**Requirements:** Extract every line of the listing below and reproduce it word for word, leaving out the pictures.

══════════

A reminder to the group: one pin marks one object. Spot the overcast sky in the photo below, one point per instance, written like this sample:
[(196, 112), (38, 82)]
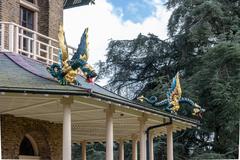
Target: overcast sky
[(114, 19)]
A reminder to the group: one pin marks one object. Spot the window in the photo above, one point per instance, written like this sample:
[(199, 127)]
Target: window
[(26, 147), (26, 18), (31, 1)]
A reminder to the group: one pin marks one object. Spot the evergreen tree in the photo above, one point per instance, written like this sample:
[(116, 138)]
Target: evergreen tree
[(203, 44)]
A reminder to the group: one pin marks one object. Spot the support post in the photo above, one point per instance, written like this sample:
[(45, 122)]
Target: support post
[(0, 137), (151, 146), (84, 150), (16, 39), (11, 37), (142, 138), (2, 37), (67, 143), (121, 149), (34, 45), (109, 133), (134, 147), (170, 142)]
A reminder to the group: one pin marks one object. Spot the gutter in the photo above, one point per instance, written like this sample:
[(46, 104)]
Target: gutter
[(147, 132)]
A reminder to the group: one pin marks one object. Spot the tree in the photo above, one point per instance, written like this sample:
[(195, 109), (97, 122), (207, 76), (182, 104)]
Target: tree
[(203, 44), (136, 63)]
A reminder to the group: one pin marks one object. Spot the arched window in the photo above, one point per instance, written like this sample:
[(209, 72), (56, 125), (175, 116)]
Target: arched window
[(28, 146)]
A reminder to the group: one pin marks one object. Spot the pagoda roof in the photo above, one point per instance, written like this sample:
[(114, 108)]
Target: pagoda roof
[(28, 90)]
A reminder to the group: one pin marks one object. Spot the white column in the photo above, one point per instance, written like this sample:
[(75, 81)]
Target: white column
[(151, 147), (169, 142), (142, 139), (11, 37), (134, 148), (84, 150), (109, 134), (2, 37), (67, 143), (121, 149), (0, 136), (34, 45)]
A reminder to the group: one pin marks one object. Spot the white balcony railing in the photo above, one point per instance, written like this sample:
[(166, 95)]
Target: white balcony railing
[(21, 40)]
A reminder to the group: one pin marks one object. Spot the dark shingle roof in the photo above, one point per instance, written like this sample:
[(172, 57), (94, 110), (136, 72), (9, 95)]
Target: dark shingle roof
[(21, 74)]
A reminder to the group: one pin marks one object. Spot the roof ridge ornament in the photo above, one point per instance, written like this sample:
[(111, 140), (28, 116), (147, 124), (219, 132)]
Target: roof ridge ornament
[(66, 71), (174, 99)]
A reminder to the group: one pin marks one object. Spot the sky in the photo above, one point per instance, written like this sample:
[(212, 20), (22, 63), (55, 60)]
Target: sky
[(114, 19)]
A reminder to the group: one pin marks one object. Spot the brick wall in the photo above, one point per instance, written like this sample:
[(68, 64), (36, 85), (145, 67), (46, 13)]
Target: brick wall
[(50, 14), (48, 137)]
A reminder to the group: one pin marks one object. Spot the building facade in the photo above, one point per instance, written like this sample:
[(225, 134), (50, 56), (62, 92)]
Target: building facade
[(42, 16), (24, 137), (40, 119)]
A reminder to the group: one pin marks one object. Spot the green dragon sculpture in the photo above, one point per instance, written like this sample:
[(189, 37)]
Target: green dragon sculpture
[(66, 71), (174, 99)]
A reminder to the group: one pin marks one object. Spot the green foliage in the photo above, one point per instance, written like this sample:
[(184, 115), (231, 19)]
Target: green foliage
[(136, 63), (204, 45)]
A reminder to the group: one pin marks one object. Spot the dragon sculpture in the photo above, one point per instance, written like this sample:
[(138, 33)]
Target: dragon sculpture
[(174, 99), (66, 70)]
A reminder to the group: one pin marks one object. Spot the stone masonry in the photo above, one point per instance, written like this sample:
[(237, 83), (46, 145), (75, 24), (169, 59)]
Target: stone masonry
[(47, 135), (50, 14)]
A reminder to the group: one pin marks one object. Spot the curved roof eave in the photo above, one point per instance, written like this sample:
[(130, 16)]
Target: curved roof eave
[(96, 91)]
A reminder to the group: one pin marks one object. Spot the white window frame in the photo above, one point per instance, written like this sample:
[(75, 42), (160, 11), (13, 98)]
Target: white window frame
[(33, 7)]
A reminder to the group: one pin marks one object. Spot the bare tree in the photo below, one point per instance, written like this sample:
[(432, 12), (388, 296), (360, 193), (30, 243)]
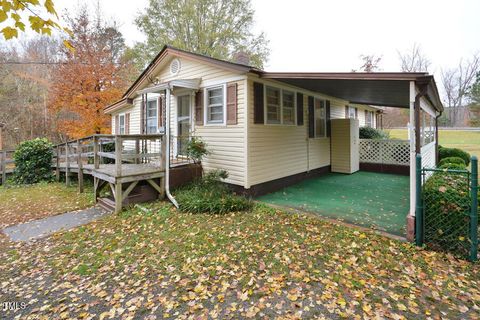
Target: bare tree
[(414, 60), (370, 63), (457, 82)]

══════════

**Reply:**
A reminder to the group: one pin marks one object. Spot the overcast sky in the photo below, one point per instance, written like this sample:
[(196, 112), (38, 82)]
Target: overcast sky
[(114, 19)]
A reminder to the group: one pin marks one object. Spot the window in the photo above, one point per instance, written like this sample:
[(199, 127)]
Target: window
[(26, 147), (26, 18), (31, 1)]
A reminder to the group: one pin marks one object. Spot the evergreen tree in the photo above, one point per instance, written like this sample:
[(116, 138)]
Target: evergreen tree
[(203, 44)]
A reminder to the group: one pin marks one object. Spot the support post in the photo above, one point per instance, written like this sample:
[(45, 122)]
Target: support post
[(0, 137), (151, 146), (84, 150), (16, 39), (11, 37), (142, 138), (2, 37), (67, 143), (121, 149), (34, 45), (109, 133), (134, 147), (170, 142)]
A reminder to the group: one pin marks one object. Spot the gutter in the photo above, one point per instance, written like this sample:
[(46, 104)]
Target: gutter
[(147, 132)]
A reminder to the group: one pin marks one object. Spot the tree in the photo above, one point per instance, written like this sample:
[(195, 109), (97, 122), (207, 76), (182, 104)]
Target: tree
[(203, 44), (136, 63)]
A reminder to the group: one pin marks one object. Spot the arched window in the photo above, one point per instance, written like this sample:
[(209, 72), (56, 125), (175, 116)]
Target: arched window
[(28, 146)]
A reminder to the group: one pin marks one object. Spot the pagoda roof in the photo above, one point per instance, written like this sample:
[(114, 108)]
Target: pagoda roof
[(28, 90)]
A reminder to the group: one pin marks one object. Spot the white column in the photo above, one point per instance, written like this sample:
[(75, 81)]
Target: white column
[(151, 147), (169, 142), (142, 139), (11, 37), (134, 148), (84, 150), (109, 134), (2, 37), (67, 143), (121, 149), (0, 136), (34, 45)]
A reminder to the group: one pin marks one object. Spot the white balcony railing in the photo above, one point per instance, written like this sample:
[(166, 95)]
Target: white balcony railing
[(21, 40)]
A reminder to the group: one pin marks one object. Spot the dark shingle roof in the photo above, one point per instance, written like this sample:
[(172, 57), (94, 110), (136, 72), (9, 95)]
Target: dark shingle roof
[(21, 74)]
A reminder to the group: one pin marks one object. Spot the roof ridge ornament in the photo above, one point per instance, written like this sample:
[(111, 140), (28, 116), (147, 124), (219, 132)]
Target: roof ridge ornament
[(66, 71), (174, 99)]
A reminder to the group: one pin marks one object. Spot the sky in the photo above, one point per instance, written like this sample:
[(212, 20), (22, 63), (55, 60)]
Target: sky
[(114, 19)]
A reminder to the group: one pin marks one object. Spot the brick wall in the photo above, one point per instance, written like this sample:
[(68, 64), (36, 85), (145, 67), (46, 13)]
Target: brick wall
[(50, 14), (48, 137)]
A reminder to the group: one pin marks one object. Spot the building facade in the photo above, one point per instance, written like this sample:
[(225, 134), (50, 56), (62, 92)]
Target: building facade
[(42, 16), (24, 137), (40, 119)]
A reminder to the group: one pin marks one object. Spot the green dragon sculpture in the photo above, one point per instance, written like this sample:
[(189, 37)]
Target: green dragon sculpture
[(66, 71), (174, 99)]
A reminder to the group: one pin marks one object. Spot the green foliage in the photo above, one point per instance, written like this sample:
[(184, 115), (231, 19)]
Target: green foliage
[(136, 63), (204, 45)]
A reminder to the group: one pin marks one object. Spot the dragon sculpture in the photo above, one point per instance, written like this sample:
[(138, 33)]
Target: dragon sculpture
[(174, 99), (66, 70)]
A reminder to the group: one pin marks one object. Spot the stone masonry in the photo above, one point per instance, written like this sample:
[(237, 83), (46, 145), (75, 24), (169, 59)]
Target: stone masonry
[(47, 135), (50, 14)]
A reminder to the group: one pin marks one object. Spot the curved roof eave in the photo above, one point per instance, written like this sample:
[(130, 16)]
Target: curved roof eave
[(96, 91)]
A reminder to the group: one pin marks one object. Spot the white window frame in the photo above, one point per instance, written like this sample:
[(75, 42), (160, 11), (13, 98)]
Target: white window frame
[(33, 7)]
A reminder to the group: one pin marks one object. Spot the bare tree in the photo below, one point per instance, written like this sample:
[(432, 12), (388, 296), (360, 193), (30, 243)]
Target: bare tree
[(414, 60), (370, 63), (457, 82)]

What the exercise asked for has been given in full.